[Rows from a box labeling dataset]

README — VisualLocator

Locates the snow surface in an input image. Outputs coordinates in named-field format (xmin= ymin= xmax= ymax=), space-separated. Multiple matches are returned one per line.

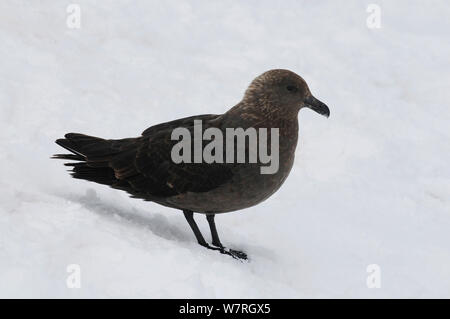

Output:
xmin=0 ymin=0 xmax=450 ymax=298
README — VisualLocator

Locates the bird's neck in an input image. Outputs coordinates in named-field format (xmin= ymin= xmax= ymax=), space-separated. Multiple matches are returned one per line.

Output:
xmin=224 ymin=102 xmax=298 ymax=134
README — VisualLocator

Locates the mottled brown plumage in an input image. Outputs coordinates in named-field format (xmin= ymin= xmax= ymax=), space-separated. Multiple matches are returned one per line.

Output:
xmin=54 ymin=70 xmax=329 ymax=258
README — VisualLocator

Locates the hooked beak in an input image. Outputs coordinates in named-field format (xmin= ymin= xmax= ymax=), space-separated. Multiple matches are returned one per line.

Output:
xmin=305 ymin=95 xmax=330 ymax=117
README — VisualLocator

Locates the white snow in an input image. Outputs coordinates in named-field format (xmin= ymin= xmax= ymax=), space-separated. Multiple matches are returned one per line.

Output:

» WORK INSTRUCTIONS
Convert the data above into a Markdown table with the columns Row and Text, numbering each line and skipping blank lines. Leave the pictures out.

» WRITTEN REPLY
| Row | Text |
|---|---|
| 1 | README — VisualLocator |
| 2 | Locates the snow surface in an input image. Outputs coordinates in named-field format (xmin= ymin= xmax= ymax=), space-separated. Multiple matches are returned one per line. |
| 3 | Output: |
| 4 | xmin=0 ymin=0 xmax=450 ymax=298 |
| 5 | README — VisualLocator |
| 6 | Locates the bird's neck in an input image. Outputs coordinates in named-field format (xmin= ymin= xmax= ymax=), space-separated. Multiple matches are returned one per line. |
| 7 | Output: |
| 8 | xmin=224 ymin=102 xmax=298 ymax=134 |
| 9 | README — VisualLocator |
| 10 | Locates the mottled brown plumage in an input image. Outputs coordinates in named-field format (xmin= ymin= xmax= ymax=), space-separated. Multiple matches are returned one per line. |
| 11 | Output: |
| 12 | xmin=54 ymin=70 xmax=329 ymax=258 |
| 13 | README — VisualLocator |
| 14 | Locates the hooked beak in an input image. Outputs coordinates in named-field format (xmin= ymin= xmax= ymax=), space-separated. Multiple matches are returned one per line. |
| 15 | Output: |
| 16 | xmin=305 ymin=95 xmax=330 ymax=117 |
| 17 | README — VisualLocator |
| 18 | Locates the white snow in an input image. Outputs coordinates in named-field format (xmin= ymin= xmax= ymax=), space-separated. Multiple matches are returned one per line. |
| 19 | Output: |